* [Compiti da svolgere]
1) Riporta fedelmente la parte del brano che va da "La commedia ruota" giù fino a "matrimonio con Michele.".
2) Nel brano, quale personaggio è innamorato di Michele?

* [Brano]
La commedia ruota intorno a Nina, sobria, dall’aria composta, sposata con Michele, un bell’uomo dall’aria mite e sfiorita. Nina ha una relazione con Max di professione attore (pastoso, vivace, una specie di maschera professionale per coprire una ambiguità di natura che spesso affiora e lascia sconcertati), da prima del matrimonio con Michele.
Max l’ha coinvolta in un ménage à trois col giovane Ric (un faccia crudele sopra un corpo morbido). Infine c’è Giovanna, nubile, innamorata di Michele anche se l’uomo le ha usato violenza sessuale.

Le situazioni che coinvolgono questi cinque personaggi avvengono in una scena nella quale, spiegano le didascalie, le azioni devono svolgersi in un presente continuo, (…) i personaggi sono sempre in scena e anche quando non partecipano devono sottolineare la loro presenza ed essere di ingombro.

* [Righe di dati]
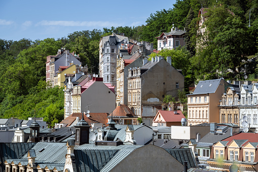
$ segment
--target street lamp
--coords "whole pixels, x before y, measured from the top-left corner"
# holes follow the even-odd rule
[[[250,17],[251,17],[251,10],[254,10],[254,9],[253,9],[253,8],[250,9],[250,11],[249,12],[249,27],[250,26]]]

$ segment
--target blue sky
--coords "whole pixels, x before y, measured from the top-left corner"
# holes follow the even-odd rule
[[[0,0],[0,39],[44,40],[76,31],[145,24],[151,13],[175,0]]]

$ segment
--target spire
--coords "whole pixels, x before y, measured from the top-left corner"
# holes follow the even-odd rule
[[[110,129],[117,129],[115,126],[117,123],[113,120],[113,111],[111,113],[111,119],[106,124],[110,126]]]

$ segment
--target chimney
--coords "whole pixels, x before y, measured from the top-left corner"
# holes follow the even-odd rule
[[[148,59],[147,58],[143,58],[142,60],[142,65],[144,65],[145,64],[147,63],[148,62]]]
[[[150,51],[151,51],[151,52],[153,52],[153,43],[151,43],[150,46],[151,46],[151,48],[150,49]]]
[[[171,65],[171,56],[167,56],[167,62]]]
[[[159,56],[158,57],[158,62],[160,61],[160,60],[162,59],[163,57],[161,56]]]
[[[215,133],[216,128],[217,128],[217,123],[216,122],[211,122],[210,123],[210,131],[211,133]]]

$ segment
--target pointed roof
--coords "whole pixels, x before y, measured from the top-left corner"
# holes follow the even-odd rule
[[[160,114],[166,122],[181,122],[182,118],[186,118],[181,111],[162,111],[159,110],[154,118],[154,121]]]
[[[111,117],[112,115],[114,117],[138,118],[138,116],[134,114],[133,112],[125,105],[118,106],[108,117]]]

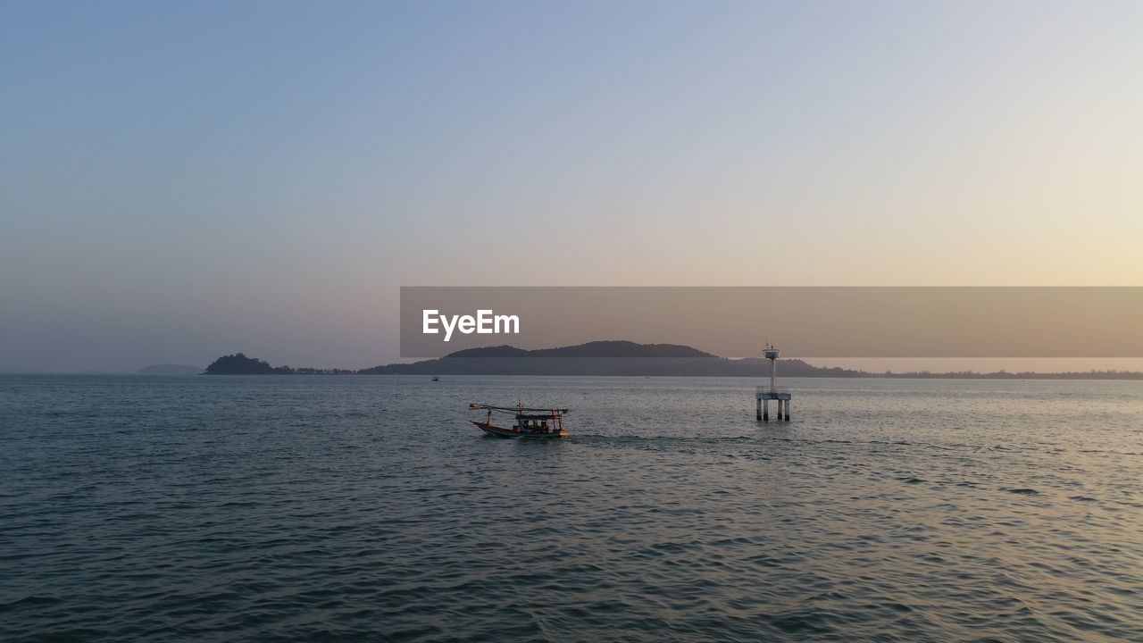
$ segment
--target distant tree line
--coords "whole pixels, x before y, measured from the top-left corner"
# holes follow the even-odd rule
[[[247,357],[241,352],[224,355],[215,359],[206,371],[207,375],[353,375],[351,368],[290,368],[289,366],[271,366],[256,357]]]
[[[800,359],[781,359],[789,378],[902,378],[974,380],[1143,380],[1137,371],[1087,371],[1069,373],[977,373],[929,371],[870,373],[849,368],[812,366]],[[290,368],[271,366],[241,352],[225,355],[207,366],[208,375],[629,375],[629,376],[741,376],[767,378],[769,362],[751,357],[727,359],[690,347],[589,342],[555,349],[523,350],[503,346],[466,349],[438,359],[350,368]]]

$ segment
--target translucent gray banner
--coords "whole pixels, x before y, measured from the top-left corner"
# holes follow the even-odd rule
[[[1143,287],[401,288],[401,357],[598,340],[722,357],[766,342],[805,358],[1141,357]]]

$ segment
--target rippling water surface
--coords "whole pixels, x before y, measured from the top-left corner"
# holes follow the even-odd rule
[[[1143,382],[442,380],[0,376],[0,640],[1143,641]]]

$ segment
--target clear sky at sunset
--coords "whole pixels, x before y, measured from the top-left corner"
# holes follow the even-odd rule
[[[1143,3],[0,3],[0,371],[401,285],[1143,286]],[[702,348],[702,347],[698,347]]]

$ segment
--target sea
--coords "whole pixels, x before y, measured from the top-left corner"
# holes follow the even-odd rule
[[[0,641],[1143,641],[1143,382],[764,383],[0,376]]]

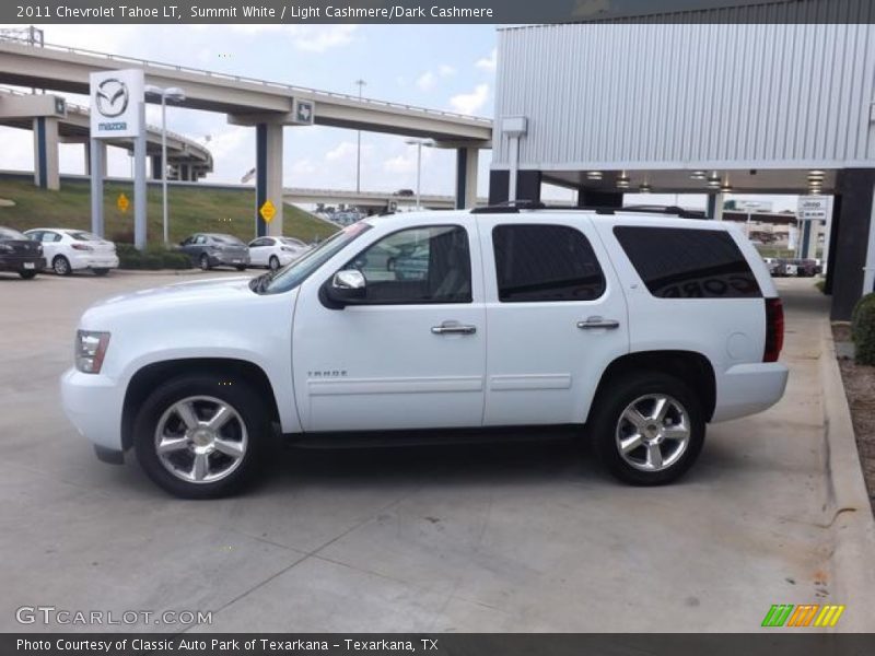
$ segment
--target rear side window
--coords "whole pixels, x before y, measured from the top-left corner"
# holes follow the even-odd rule
[[[724,231],[618,225],[614,234],[654,296],[762,296],[745,256]]]
[[[565,225],[498,225],[492,230],[499,301],[592,301],[605,276],[586,237]]]

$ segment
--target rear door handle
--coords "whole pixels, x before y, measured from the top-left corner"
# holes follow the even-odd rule
[[[588,317],[585,321],[578,321],[578,328],[585,330],[587,328],[619,328],[620,323],[617,319],[605,319],[603,317]]]
[[[474,335],[477,326],[465,326],[456,321],[444,321],[440,326],[431,327],[432,335]]]

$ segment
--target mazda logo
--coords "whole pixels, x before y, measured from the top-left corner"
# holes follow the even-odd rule
[[[128,108],[128,85],[116,78],[107,78],[97,85],[97,112],[107,118],[121,116]]]

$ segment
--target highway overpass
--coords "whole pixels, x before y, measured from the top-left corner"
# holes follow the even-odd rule
[[[85,171],[91,173],[89,133],[90,113],[52,94],[27,94],[0,87],[0,126],[34,131],[34,181],[47,189],[58,189],[58,143],[84,144]],[[131,139],[103,143],[133,150]],[[147,126],[147,155],[152,159],[152,177],[161,177],[161,128]],[[106,157],[104,160],[104,165]],[[167,163],[171,179],[196,181],[212,171],[212,154],[192,139],[167,132]],[[106,177],[106,171],[103,172]]]
[[[319,125],[433,139],[439,147],[457,150],[455,204],[476,202],[478,151],[491,148],[489,119],[63,46],[0,39],[0,84],[88,94],[91,72],[130,68],[142,69],[148,84],[183,87],[184,107],[223,113],[234,125],[255,128],[256,204],[271,199],[279,210],[269,225],[256,216],[258,234],[282,232],[282,131],[287,126]],[[307,110],[300,112],[302,106]]]
[[[398,195],[393,191],[351,191],[346,189],[283,189],[282,199],[292,204],[348,204],[360,210],[383,211],[393,207],[413,207],[417,197],[410,195]],[[477,206],[487,204],[486,198],[478,198]],[[420,206],[429,210],[452,210],[456,207],[454,196],[439,196],[423,194],[420,196]]]

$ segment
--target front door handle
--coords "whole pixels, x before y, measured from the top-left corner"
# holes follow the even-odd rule
[[[444,321],[440,326],[431,327],[432,335],[474,335],[477,326],[465,326],[456,321]]]
[[[588,317],[585,321],[578,321],[578,328],[619,328],[620,323],[617,319],[605,319],[603,317]]]

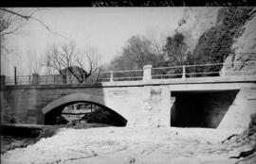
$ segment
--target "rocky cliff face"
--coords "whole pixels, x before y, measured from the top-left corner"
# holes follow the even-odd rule
[[[226,58],[228,74],[256,74],[256,8],[250,14],[250,18],[243,26],[243,34],[236,39],[232,45],[234,55]],[[234,64],[229,64],[230,62],[234,62]]]
[[[216,25],[220,8],[188,8],[178,23],[176,31],[185,36],[188,50],[192,52],[200,36]]]

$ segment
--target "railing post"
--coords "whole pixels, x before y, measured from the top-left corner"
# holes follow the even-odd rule
[[[185,67],[185,65],[182,66],[182,78],[183,79],[186,78],[186,67]]]
[[[39,74],[34,73],[32,74],[32,85],[38,85],[39,84]]]
[[[225,76],[225,74],[226,74],[226,67],[225,67],[225,62],[224,62],[223,67],[222,67],[221,76]]]
[[[149,81],[152,79],[151,72],[152,65],[145,65],[143,67],[143,81]]]
[[[113,72],[110,72],[110,82],[113,82]]]
[[[0,83],[1,83],[1,86],[6,85],[6,75],[0,75]]]

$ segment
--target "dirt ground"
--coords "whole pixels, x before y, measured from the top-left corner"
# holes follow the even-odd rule
[[[174,127],[61,128],[51,138],[7,152],[1,163],[256,163],[255,152],[249,160],[235,158],[253,148],[255,140],[240,145],[222,142],[240,133],[238,129]]]

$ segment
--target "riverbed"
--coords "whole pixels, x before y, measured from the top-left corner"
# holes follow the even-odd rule
[[[222,142],[241,130],[174,127],[61,128],[47,139],[2,156],[2,163],[225,163],[253,147]],[[252,155],[252,162],[256,155]]]

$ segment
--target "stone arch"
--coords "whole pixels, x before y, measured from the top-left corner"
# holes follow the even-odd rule
[[[127,122],[126,118],[124,118],[122,113],[116,110],[115,108],[108,107],[105,104],[103,95],[95,95],[95,94],[86,94],[86,93],[73,93],[73,94],[64,95],[47,104],[45,107],[42,108],[42,112],[46,116],[47,113],[51,112],[52,110],[54,110],[55,108],[59,107],[76,103],[76,102],[88,102],[88,103],[93,103],[93,104],[104,107],[110,109],[112,112],[119,115],[125,120],[125,122]]]

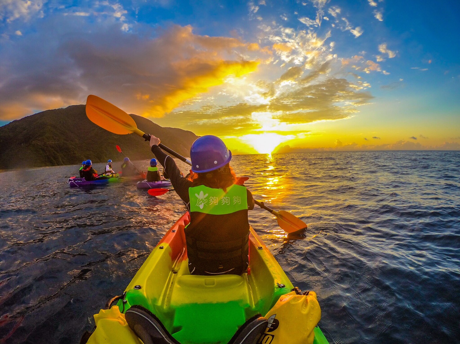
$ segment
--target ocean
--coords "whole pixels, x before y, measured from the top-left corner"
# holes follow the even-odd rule
[[[460,152],[231,164],[255,199],[308,224],[287,235],[268,211],[249,212],[294,285],[316,293],[330,343],[460,343]],[[134,183],[70,189],[80,166],[0,173],[0,344],[79,343],[185,211],[173,191],[154,197]]]

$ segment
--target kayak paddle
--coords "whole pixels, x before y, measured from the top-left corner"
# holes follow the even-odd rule
[[[164,194],[168,191],[174,191],[174,189],[150,189],[147,190],[147,192],[149,193],[149,194],[151,196],[161,196],[162,194]]]
[[[138,129],[132,117],[121,109],[97,96],[93,94],[88,96],[86,113],[90,121],[110,133],[120,135],[134,133],[144,139],[145,141],[150,141],[150,135]],[[178,154],[172,150],[161,144],[158,146],[184,162],[191,165],[190,160]]]
[[[134,133],[144,139],[145,141],[150,141],[150,135],[138,129],[136,122],[131,116],[121,109],[97,96],[93,94],[88,96],[86,113],[90,121],[111,133],[120,135]],[[191,161],[162,144],[160,143],[158,147],[191,166]],[[275,215],[280,227],[288,233],[297,232],[307,227],[306,223],[290,213],[282,210],[276,211],[265,205],[263,202],[255,200],[254,201],[263,209]]]

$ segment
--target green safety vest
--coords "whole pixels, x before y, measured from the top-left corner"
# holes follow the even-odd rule
[[[246,188],[233,185],[226,193],[221,189],[199,185],[189,189],[190,211],[222,215],[247,210]]]
[[[249,224],[246,188],[225,193],[204,185],[189,188],[190,223],[185,228],[190,273],[241,275],[247,268]]]

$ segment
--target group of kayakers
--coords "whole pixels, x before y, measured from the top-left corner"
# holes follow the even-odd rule
[[[164,176],[168,177],[190,213],[190,224],[184,232],[187,242],[189,269],[197,275],[241,275],[247,269],[249,224],[247,212],[254,208],[251,192],[237,185],[236,176],[230,166],[231,152],[219,138],[201,136],[190,150],[191,170],[184,177],[174,159],[158,145],[160,140],[150,136],[150,146],[155,158],[150,161],[147,181],[165,180],[157,166],[159,161]],[[157,160],[158,159],[158,160]],[[125,157],[122,176],[140,174]],[[100,175],[91,160],[82,162],[80,176],[86,180],[107,178],[115,173],[109,159]]]
[[[156,166],[157,162],[156,159],[152,159],[150,161],[150,166],[148,166],[147,173],[147,181],[148,182],[158,182],[160,180],[167,180],[167,178],[161,175],[158,168]],[[134,165],[126,157],[121,164],[121,175],[124,177],[131,177],[137,176],[141,174]],[[109,175],[114,175],[116,172],[114,171],[112,166],[112,160],[109,159],[107,164],[105,165],[104,172],[100,174],[98,174],[98,171],[92,167],[92,162],[91,160],[84,160],[81,162],[81,167],[80,167],[80,178],[85,178],[86,180],[96,180],[97,179],[104,179],[109,178]]]

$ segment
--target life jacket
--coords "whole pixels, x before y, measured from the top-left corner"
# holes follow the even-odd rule
[[[149,166],[147,168],[147,182],[159,182],[161,180],[161,176],[160,174],[158,168],[156,166]]]
[[[86,168],[84,168],[81,170],[82,172],[83,177],[84,177],[85,180],[95,180],[96,176],[97,175],[98,172],[96,172],[96,170],[93,168],[91,166],[86,167]]]
[[[185,228],[189,269],[195,275],[241,275],[247,268],[249,224],[244,186],[189,188],[190,223]]]

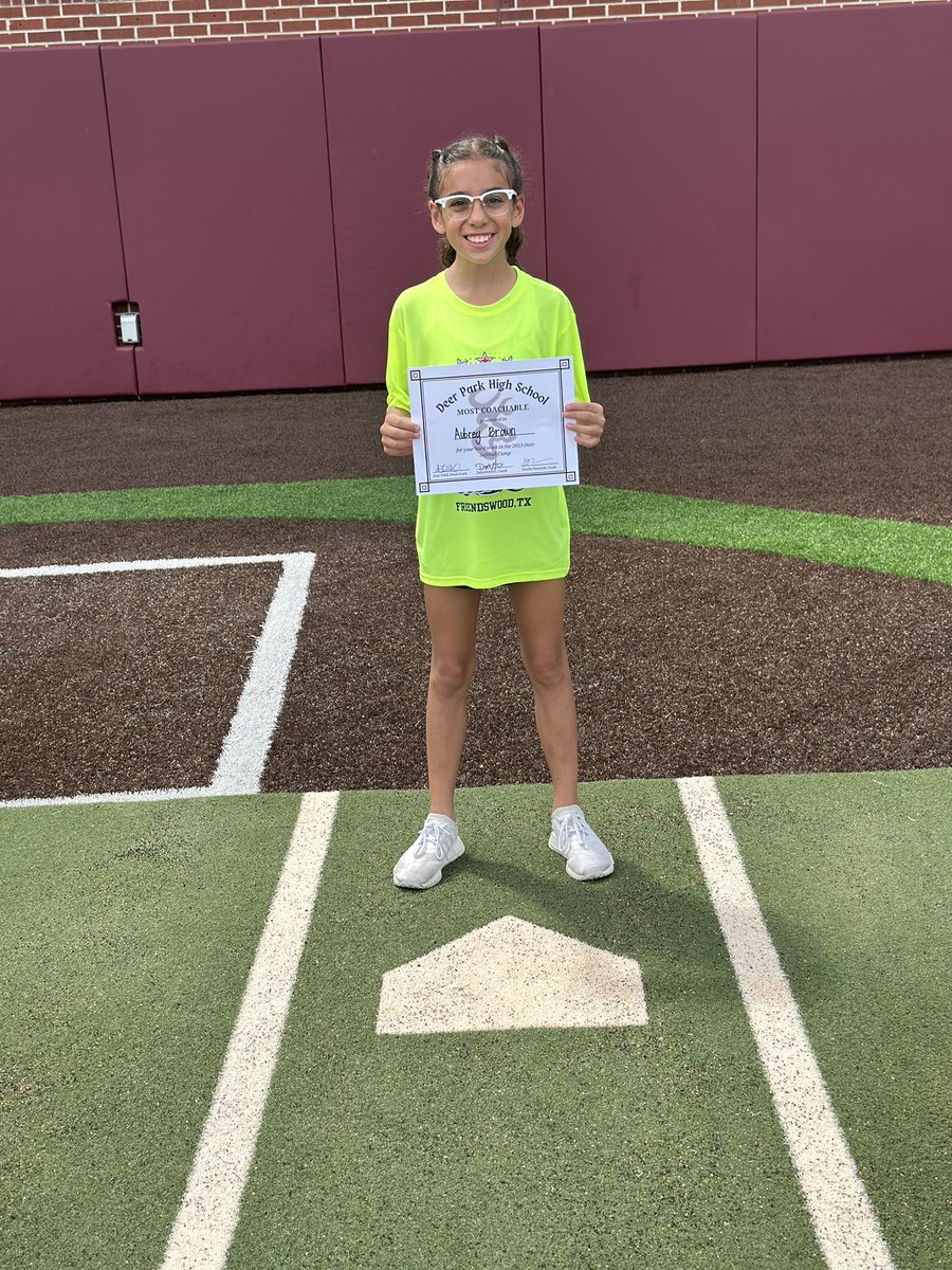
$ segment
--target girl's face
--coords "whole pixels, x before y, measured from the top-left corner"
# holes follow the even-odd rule
[[[489,189],[508,189],[509,179],[491,159],[463,159],[451,164],[439,183],[439,197],[446,194],[485,194]],[[524,201],[522,194],[509,199],[501,213],[490,215],[481,202],[473,203],[459,220],[446,215],[430,202],[430,220],[437,234],[446,235],[456,250],[458,260],[485,265],[505,263],[505,244],[513,229],[522,224]]]

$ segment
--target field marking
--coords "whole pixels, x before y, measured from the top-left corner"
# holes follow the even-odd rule
[[[204,569],[217,565],[281,564],[278,584],[255,640],[251,667],[208,785],[183,789],[123,790],[61,798],[22,798],[0,801],[1,808],[74,806],[96,803],[157,803],[216,794],[258,794],[274,729],[278,725],[291,663],[307,605],[316,556],[312,551],[281,555],[192,556],[182,560],[103,560],[91,564],[47,564],[0,569],[0,578],[63,578],[81,574],[142,573]]]
[[[297,552],[305,555],[310,552]],[[155,569],[207,569],[218,564],[283,564],[284,555],[263,556],[185,556],[180,560],[94,560],[89,564],[38,564],[22,569],[0,569],[0,578],[66,578],[88,573],[149,573]]]
[[[161,1270],[221,1270],[237,1227],[339,794],[305,794]]]
[[[717,785],[677,785],[823,1257],[830,1270],[895,1270]]]
[[[212,794],[256,794],[261,789],[261,772],[284,705],[314,561],[312,552],[298,552],[284,560],[245,687],[218,756]]]
[[[387,970],[377,1035],[646,1027],[641,966],[519,917],[499,917]]]

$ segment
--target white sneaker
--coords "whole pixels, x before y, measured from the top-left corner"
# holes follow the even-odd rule
[[[456,820],[430,812],[413,846],[406,848],[393,866],[393,883],[411,890],[435,886],[443,876],[443,865],[458,860],[463,850]]]
[[[565,856],[565,871],[575,881],[607,878],[614,869],[611,851],[588,823],[578,803],[555,809],[548,845],[552,851]]]

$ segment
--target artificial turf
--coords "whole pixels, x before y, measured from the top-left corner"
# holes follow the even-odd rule
[[[567,498],[578,533],[760,551],[952,584],[952,528],[943,526],[594,485],[570,489]],[[245,518],[411,522],[413,480],[380,476],[0,498],[0,526]]]
[[[952,772],[718,780],[896,1265],[942,1264]],[[425,795],[341,796],[228,1265],[821,1264],[674,782],[459,792],[466,856],[392,886]],[[297,795],[0,814],[0,1261],[157,1265]],[[515,916],[641,965],[647,1027],[377,1036],[385,970]]]
[[[0,1265],[160,1262],[298,803],[0,813]]]

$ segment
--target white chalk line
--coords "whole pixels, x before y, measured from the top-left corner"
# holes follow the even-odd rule
[[[823,1257],[830,1270],[895,1270],[717,786],[677,785]]]
[[[245,686],[222,743],[215,775],[208,785],[183,789],[122,790],[108,794],[75,794],[60,798],[22,798],[0,801],[0,808],[74,806],[98,803],[157,803],[171,799],[208,798],[217,794],[258,794],[274,729],[278,725],[291,663],[297,652],[307,592],[316,556],[312,551],[255,556],[194,556],[182,560],[103,560],[91,564],[37,565],[0,569],[0,578],[53,578],[81,574],[138,573],[169,569],[202,569],[218,565],[281,564],[274,589]]]
[[[305,554],[305,552],[297,552]],[[207,569],[220,564],[283,564],[284,555],[263,556],[187,556],[180,560],[94,560],[89,564],[39,564],[22,569],[0,569],[0,578],[67,578],[89,573],[150,573],[156,569]]]
[[[305,794],[161,1270],[221,1270],[281,1050],[339,794]]]
[[[258,636],[251,668],[212,777],[212,794],[256,794],[307,603],[315,556],[291,555]]]

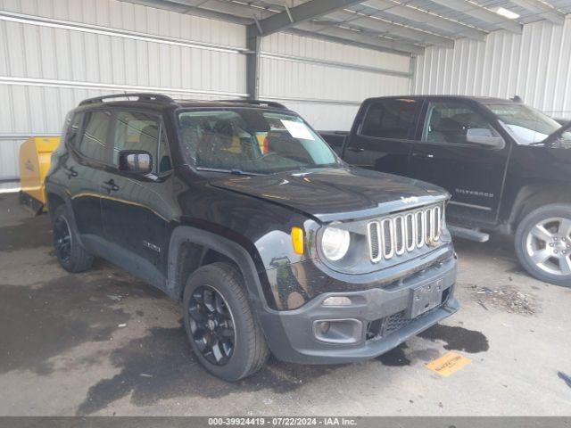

* [Soluzioni dei compiti]
1)
La commedia ruota intorno a Nina, sobria, dall’aria composta, sposata con Michele, un bell’uomo dall’aria mite e sfiorita. Nina ha una relazione con Max di professione attore (pastoso, vivace, una specie di maschera professionale per coprire una ambiguità di natura che spesso affiora e lascia sconcertati), da prima del matrimonio con Michele.

2) Giovanna.